→ **EXERCISE DETAILS**: Leave out the pictures and repeat everything else in the records exactly.

(Location identification entries)
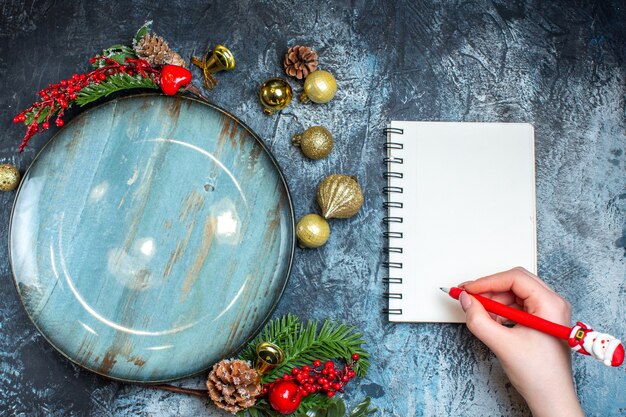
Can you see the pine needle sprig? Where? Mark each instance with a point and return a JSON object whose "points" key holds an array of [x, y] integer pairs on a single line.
{"points": [[277, 331], [112, 84], [303, 343]]}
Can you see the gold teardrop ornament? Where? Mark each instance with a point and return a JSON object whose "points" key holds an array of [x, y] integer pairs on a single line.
{"points": [[339, 196], [312, 231], [220, 59], [9, 177], [319, 87], [268, 357], [275, 95], [316, 142]]}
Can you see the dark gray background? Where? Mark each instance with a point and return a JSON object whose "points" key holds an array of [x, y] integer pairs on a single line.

→ **SOLUTION TO THE EXERCISE**:
Can you see the pine needle sprig? Where? Mark each instance with a point and return a JSON object whose "points" key holds an array of [x, y] integer pairs on a single line.
{"points": [[277, 331], [112, 84], [303, 343]]}
Can you see the gold teardrop ornament? Where? Mark each instance with a point and return a JSON object whose "points" key holds an array of [x, y] integer pairs on a single line.
{"points": [[339, 196], [312, 231], [220, 59], [9, 177], [319, 87], [268, 357], [275, 95], [316, 142]]}
Can you see the dark gray background? Where? Mark each instance with a point and return a JSON object whose "points" key holds an array of [x, y] integer pairs on a single line.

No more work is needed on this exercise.